WHAT YOU ARE ASKED TO DO:
Transcribe, word for word, every line from the one containing "For each instance of the leaf with" through the final line of the records, and omit the pictures.

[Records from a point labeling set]

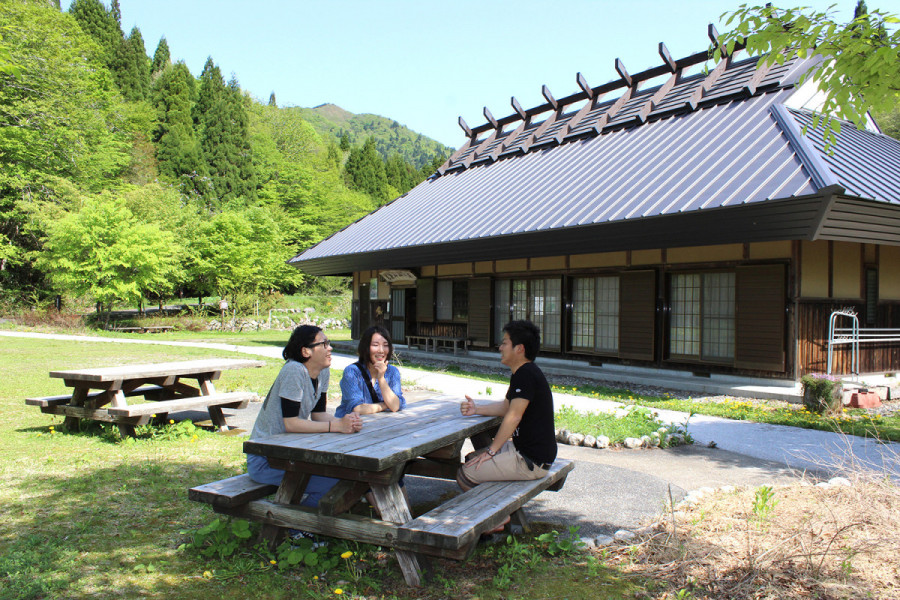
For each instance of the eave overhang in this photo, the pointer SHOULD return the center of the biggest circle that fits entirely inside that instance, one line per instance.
(828, 215)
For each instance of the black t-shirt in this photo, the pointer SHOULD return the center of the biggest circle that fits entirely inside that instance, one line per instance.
(535, 436)
(289, 408)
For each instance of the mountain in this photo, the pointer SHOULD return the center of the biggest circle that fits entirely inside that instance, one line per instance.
(331, 122)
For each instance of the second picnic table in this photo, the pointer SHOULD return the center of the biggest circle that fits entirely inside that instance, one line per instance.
(425, 438)
(101, 393)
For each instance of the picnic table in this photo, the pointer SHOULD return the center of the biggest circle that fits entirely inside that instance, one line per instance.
(426, 439)
(101, 393)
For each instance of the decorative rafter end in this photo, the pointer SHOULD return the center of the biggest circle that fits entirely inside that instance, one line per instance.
(549, 97)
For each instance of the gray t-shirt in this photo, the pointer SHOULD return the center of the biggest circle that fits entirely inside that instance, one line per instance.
(293, 383)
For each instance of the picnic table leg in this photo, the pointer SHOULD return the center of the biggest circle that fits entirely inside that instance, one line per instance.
(289, 492)
(218, 418)
(521, 519)
(393, 508)
(79, 397)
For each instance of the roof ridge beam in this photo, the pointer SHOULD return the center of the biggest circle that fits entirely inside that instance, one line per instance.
(761, 71)
(650, 73)
(652, 102)
(526, 121)
(582, 112)
(455, 156)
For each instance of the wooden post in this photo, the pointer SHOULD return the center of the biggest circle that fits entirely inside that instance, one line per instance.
(393, 507)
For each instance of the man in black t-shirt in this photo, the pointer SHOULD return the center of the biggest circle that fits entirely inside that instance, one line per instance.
(527, 415)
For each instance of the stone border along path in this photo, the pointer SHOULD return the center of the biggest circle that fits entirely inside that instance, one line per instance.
(614, 491)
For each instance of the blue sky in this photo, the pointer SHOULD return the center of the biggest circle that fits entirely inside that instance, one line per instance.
(425, 63)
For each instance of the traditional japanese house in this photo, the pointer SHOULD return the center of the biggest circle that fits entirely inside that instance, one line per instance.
(665, 219)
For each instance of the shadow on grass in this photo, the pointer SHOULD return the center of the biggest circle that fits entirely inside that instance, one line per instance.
(99, 531)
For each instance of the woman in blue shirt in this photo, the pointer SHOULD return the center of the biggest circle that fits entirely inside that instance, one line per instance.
(371, 385)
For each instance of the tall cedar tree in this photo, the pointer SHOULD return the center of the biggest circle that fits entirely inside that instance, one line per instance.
(101, 25)
(365, 172)
(133, 73)
(177, 148)
(64, 130)
(224, 138)
(161, 58)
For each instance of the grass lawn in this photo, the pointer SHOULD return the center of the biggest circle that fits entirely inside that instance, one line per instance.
(92, 515)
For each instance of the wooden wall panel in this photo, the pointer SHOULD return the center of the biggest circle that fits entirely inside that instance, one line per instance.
(637, 314)
(425, 300)
(480, 311)
(760, 318)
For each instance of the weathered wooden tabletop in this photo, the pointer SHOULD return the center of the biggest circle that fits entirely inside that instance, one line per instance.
(386, 440)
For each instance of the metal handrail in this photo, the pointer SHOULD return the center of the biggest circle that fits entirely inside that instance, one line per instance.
(852, 339)
(855, 336)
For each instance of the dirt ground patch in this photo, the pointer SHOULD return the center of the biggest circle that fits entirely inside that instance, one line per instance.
(794, 541)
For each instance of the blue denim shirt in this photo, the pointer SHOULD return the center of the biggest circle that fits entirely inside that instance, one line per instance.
(354, 390)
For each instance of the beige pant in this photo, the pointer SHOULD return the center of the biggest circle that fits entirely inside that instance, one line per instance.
(506, 465)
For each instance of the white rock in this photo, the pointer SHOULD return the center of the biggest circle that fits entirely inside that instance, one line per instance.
(623, 535)
(575, 439)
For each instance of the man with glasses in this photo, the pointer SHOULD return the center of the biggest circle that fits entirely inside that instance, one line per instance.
(525, 444)
(296, 404)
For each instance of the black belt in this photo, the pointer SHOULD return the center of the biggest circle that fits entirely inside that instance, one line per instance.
(531, 464)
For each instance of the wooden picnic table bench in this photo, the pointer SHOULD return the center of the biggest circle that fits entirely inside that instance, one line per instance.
(426, 439)
(100, 393)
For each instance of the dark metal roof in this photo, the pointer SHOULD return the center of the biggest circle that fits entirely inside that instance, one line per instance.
(865, 163)
(716, 158)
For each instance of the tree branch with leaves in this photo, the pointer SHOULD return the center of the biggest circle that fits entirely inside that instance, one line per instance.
(860, 68)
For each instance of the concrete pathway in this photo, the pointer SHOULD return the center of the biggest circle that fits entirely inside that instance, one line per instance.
(620, 489)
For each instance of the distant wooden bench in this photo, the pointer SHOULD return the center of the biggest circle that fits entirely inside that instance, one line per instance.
(436, 341)
(159, 328)
(231, 492)
(213, 403)
(146, 329)
(225, 400)
(45, 401)
(452, 529)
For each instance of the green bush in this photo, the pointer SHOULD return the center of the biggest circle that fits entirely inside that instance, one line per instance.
(822, 392)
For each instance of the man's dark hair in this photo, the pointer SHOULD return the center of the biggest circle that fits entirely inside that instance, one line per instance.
(525, 333)
(301, 338)
(363, 351)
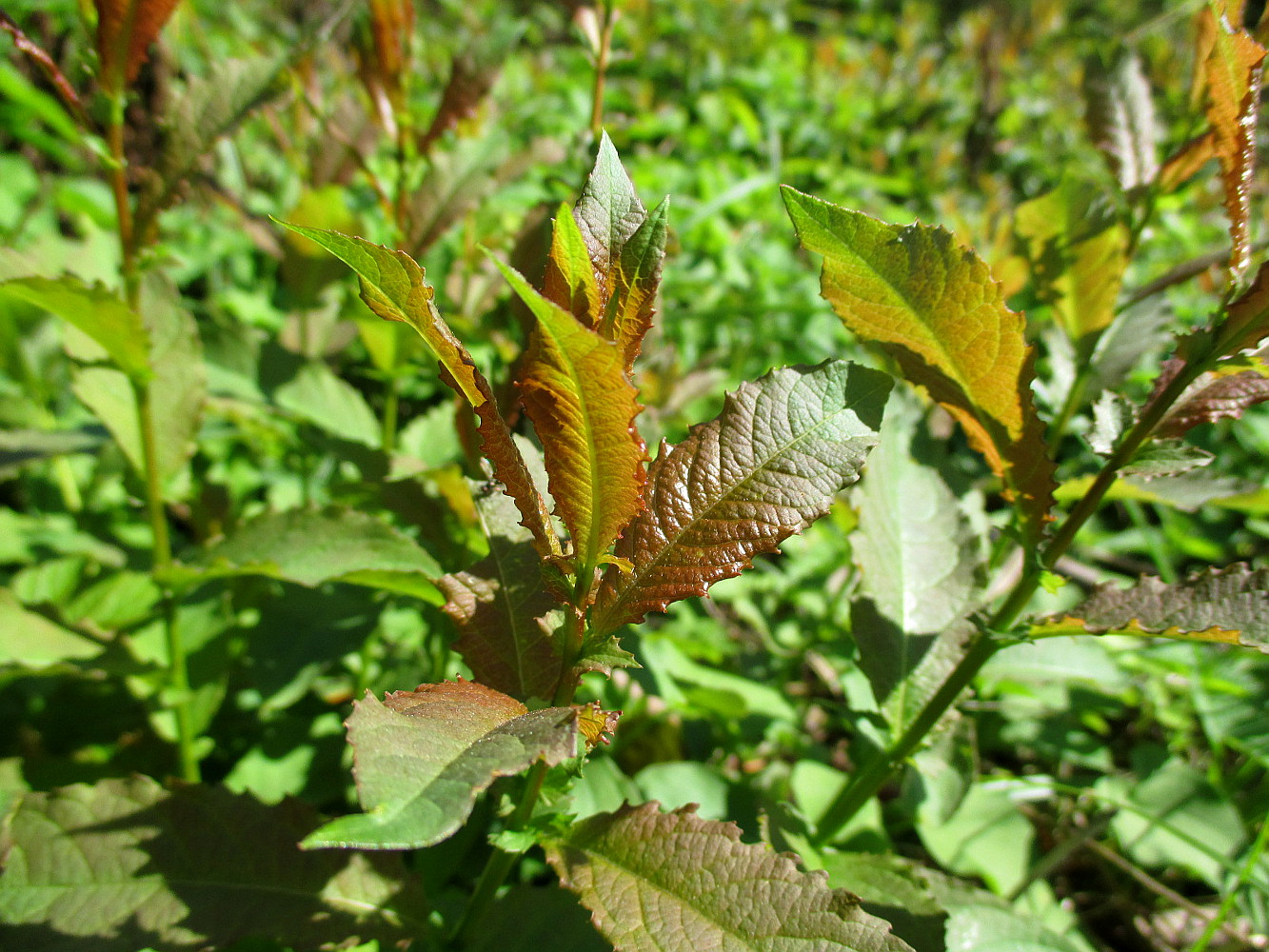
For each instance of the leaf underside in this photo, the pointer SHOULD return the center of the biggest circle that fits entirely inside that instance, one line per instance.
(1229, 605)
(670, 883)
(423, 757)
(764, 468)
(123, 864)
(934, 308)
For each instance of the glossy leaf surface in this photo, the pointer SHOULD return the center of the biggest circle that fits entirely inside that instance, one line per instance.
(934, 307)
(670, 883)
(764, 468)
(583, 409)
(423, 757)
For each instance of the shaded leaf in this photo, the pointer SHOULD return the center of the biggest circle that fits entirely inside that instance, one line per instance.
(423, 757)
(95, 311)
(1079, 255)
(393, 288)
(934, 307)
(502, 608)
(574, 387)
(125, 30)
(570, 281)
(608, 215)
(125, 864)
(311, 546)
(199, 113)
(1120, 116)
(764, 468)
(1229, 605)
(1233, 70)
(663, 883)
(33, 642)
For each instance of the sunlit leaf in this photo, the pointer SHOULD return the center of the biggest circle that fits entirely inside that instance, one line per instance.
(423, 757)
(674, 883)
(393, 288)
(764, 468)
(125, 864)
(1120, 117)
(1234, 69)
(583, 409)
(95, 311)
(1229, 605)
(503, 609)
(125, 30)
(934, 307)
(1079, 254)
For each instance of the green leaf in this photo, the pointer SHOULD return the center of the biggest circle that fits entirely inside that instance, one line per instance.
(764, 468)
(1079, 255)
(934, 307)
(95, 311)
(1120, 116)
(34, 643)
(393, 288)
(319, 395)
(125, 864)
(674, 883)
(312, 546)
(583, 409)
(199, 113)
(1229, 605)
(503, 609)
(570, 281)
(423, 757)
(1234, 69)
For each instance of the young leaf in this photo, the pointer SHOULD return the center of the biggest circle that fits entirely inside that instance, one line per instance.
(583, 407)
(764, 468)
(1229, 605)
(125, 864)
(934, 307)
(1120, 117)
(674, 883)
(95, 311)
(313, 546)
(1079, 255)
(423, 757)
(502, 608)
(125, 30)
(1234, 69)
(570, 281)
(393, 288)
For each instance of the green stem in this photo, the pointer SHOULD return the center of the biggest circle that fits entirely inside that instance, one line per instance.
(877, 771)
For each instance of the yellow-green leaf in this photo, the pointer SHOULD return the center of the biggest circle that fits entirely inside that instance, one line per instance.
(583, 407)
(934, 307)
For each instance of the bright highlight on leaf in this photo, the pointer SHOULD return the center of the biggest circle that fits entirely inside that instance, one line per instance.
(764, 468)
(583, 409)
(423, 757)
(1234, 69)
(673, 882)
(1229, 605)
(934, 307)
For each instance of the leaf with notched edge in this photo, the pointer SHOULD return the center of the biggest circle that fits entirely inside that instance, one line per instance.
(1229, 605)
(1233, 69)
(764, 468)
(674, 883)
(583, 409)
(934, 307)
(423, 757)
(503, 609)
(393, 286)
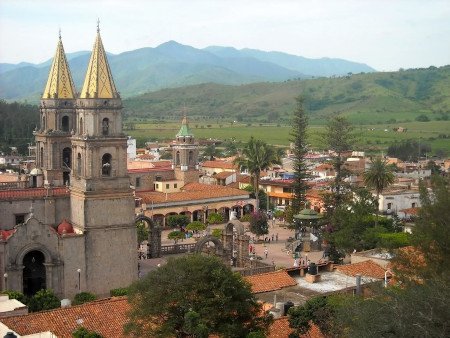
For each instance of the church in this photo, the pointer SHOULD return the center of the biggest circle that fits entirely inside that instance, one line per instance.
(75, 229)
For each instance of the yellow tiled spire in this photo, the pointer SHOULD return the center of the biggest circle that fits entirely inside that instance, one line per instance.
(98, 82)
(59, 83)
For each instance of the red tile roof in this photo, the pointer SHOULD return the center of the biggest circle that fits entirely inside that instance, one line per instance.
(280, 329)
(219, 164)
(33, 192)
(106, 317)
(367, 268)
(270, 281)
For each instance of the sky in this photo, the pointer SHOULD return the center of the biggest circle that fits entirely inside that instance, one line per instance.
(385, 34)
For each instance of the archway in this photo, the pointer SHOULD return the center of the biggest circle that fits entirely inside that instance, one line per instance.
(33, 272)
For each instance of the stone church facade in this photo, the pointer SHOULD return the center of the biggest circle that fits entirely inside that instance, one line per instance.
(74, 229)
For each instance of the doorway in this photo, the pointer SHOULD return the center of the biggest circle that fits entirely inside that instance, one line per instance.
(33, 272)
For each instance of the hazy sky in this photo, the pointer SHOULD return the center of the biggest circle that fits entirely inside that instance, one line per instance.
(385, 34)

CORRECT RESULT:
For each instance of the leaf with notched edge in this photo, the pointer SHOULD return the center of the biggest circle that fits entirely inside that instance, one line per instance.
(1229, 605)
(1233, 69)
(764, 468)
(674, 883)
(583, 409)
(934, 307)
(423, 757)
(503, 609)
(393, 286)
For each instance of the church in this photo, the pointer SHOULD return the center of the biggest circle that fits entirely inside that instance, one line per instance.
(75, 229)
For each instance of the yellow tiled spire in this photo, the pointer SHOULD return the center of the biggest circle that fits entirely inside that instance, one line per instance.
(98, 82)
(59, 83)
For each instance of the red tile roof in this photo, the pointer SHOULD return the center of the biggest circle that fits entirely inside that instance, one line per instance.
(280, 329)
(219, 164)
(33, 192)
(106, 317)
(367, 268)
(270, 281)
For each instance of the sky in this photo, the pointer SHOULD return the center of the biggest circle that fits entirely inside that instance, one line per instance.
(385, 34)
For each instance of the archway in this photo, the pointer SHOULD return the center of the biggest circle that fits entirely inside that instance, one line per instance.
(33, 272)
For each instance of the stone church facade in this photo, the pointer SHOULD return the center of the biggest circle that fits entirely inside that instance, one line per instance.
(74, 229)
For each instance of the doorway in this photo, the pointer SHOULD return the center of the biggest circle that fits entirely inside that instance, one line per instance.
(33, 272)
For each instance of the hazy sky in this photo, the pointer SHOULD return the center of the biggest circle that fits entirely inside that instance, one line per instance.
(385, 34)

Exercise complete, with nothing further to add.